§ Exercise goal:
With pictures removed, the data below should be returned exactly.

§ Extracted records:
######

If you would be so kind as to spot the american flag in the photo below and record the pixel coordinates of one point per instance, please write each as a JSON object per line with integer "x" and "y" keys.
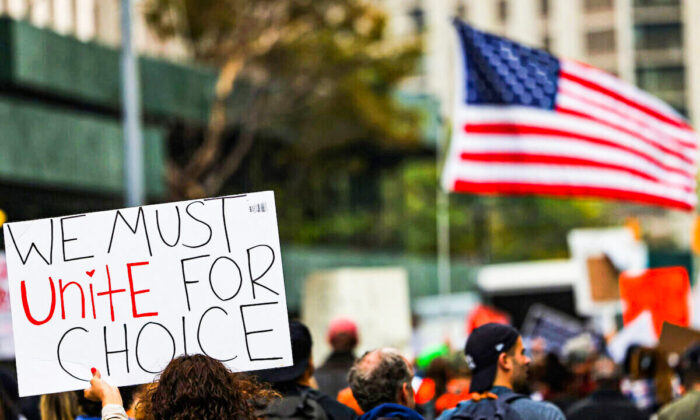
{"x": 531, "y": 123}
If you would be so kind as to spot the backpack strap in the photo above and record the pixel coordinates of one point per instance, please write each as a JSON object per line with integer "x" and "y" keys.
{"x": 477, "y": 396}
{"x": 513, "y": 397}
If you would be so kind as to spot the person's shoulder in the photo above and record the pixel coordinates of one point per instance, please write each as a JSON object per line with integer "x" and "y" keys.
{"x": 675, "y": 408}
{"x": 447, "y": 414}
{"x": 336, "y": 410}
{"x": 545, "y": 409}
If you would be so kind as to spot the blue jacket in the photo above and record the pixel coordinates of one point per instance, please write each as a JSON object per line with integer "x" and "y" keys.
{"x": 391, "y": 411}
{"x": 525, "y": 407}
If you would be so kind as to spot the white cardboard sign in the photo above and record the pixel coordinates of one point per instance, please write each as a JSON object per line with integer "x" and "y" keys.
{"x": 127, "y": 290}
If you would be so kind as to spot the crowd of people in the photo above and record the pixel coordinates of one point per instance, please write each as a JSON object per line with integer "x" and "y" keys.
{"x": 495, "y": 377}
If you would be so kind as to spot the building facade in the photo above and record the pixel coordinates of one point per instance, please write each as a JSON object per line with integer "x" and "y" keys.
{"x": 651, "y": 43}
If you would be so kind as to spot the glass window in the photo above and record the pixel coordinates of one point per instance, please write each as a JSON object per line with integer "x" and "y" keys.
{"x": 503, "y": 10}
{"x": 418, "y": 16}
{"x": 656, "y": 2}
{"x": 658, "y": 36}
{"x": 461, "y": 11}
{"x": 598, "y": 4}
{"x": 661, "y": 78}
{"x": 600, "y": 41}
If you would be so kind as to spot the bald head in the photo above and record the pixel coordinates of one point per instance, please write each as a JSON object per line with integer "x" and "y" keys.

######

§ Solution for this task:
If you would be so kind as to spot the american flag in the photo below and record the pixel coordinates of one point per instance, please write each as a JSON object per line with integer "x" and "y" keys.
{"x": 531, "y": 123}
If you would be so kind as to spot the backpack strap in the photo above and record the pixel coordinates of one point per instance, please write each as a JSON object per line with integer "x" and "y" keys.
{"x": 477, "y": 396}
{"x": 513, "y": 397}
If you would be so kind as to spot the person's shoulder in the photo above and record the pixel coordinates of one point per instance, please write each as a JSON object per line with integer "x" and "y" keys.
{"x": 675, "y": 408}
{"x": 447, "y": 414}
{"x": 336, "y": 410}
{"x": 545, "y": 409}
If you would be so kind as to spot the blue jacket in the photo above and record the pixel coordinates of one point per instance, please write each as a JSON object per line with integer "x" and "y" keys.
{"x": 391, "y": 411}
{"x": 525, "y": 407}
If you would be so kind as to spot the white cardboard sign in the photo above and record the pixel coordinates of one point per instance, please write each as a JSON object per line with integer "x" and "y" keys.
{"x": 127, "y": 290}
If you would be so kind as to spot the crowd of people in the photo above and record the pixel coordinates of one point per instance, please write each as a JSON object per line with integer "x" and "y" keys.
{"x": 495, "y": 377}
If you would be so kind as to spot the building facade in the photo above and record the pixel coordinates of one point per instance, please write each as a JSON object per line with integer "x" and "y" keys.
{"x": 651, "y": 43}
If you would be so kind as to spot the glass window in the photo above and record the pixel coordinates of one point per instance, please write each as a JSON object per line with integer "x" and "y" keys.
{"x": 503, "y": 10}
{"x": 418, "y": 16}
{"x": 656, "y": 2}
{"x": 658, "y": 36}
{"x": 461, "y": 11}
{"x": 598, "y": 4}
{"x": 661, "y": 78}
{"x": 600, "y": 41}
If you would be so kind as to spot the bald head in the photo above and record the pixel coordinates of one point per instance, please write each as a JSON object per line with integer "x" and "y" keys.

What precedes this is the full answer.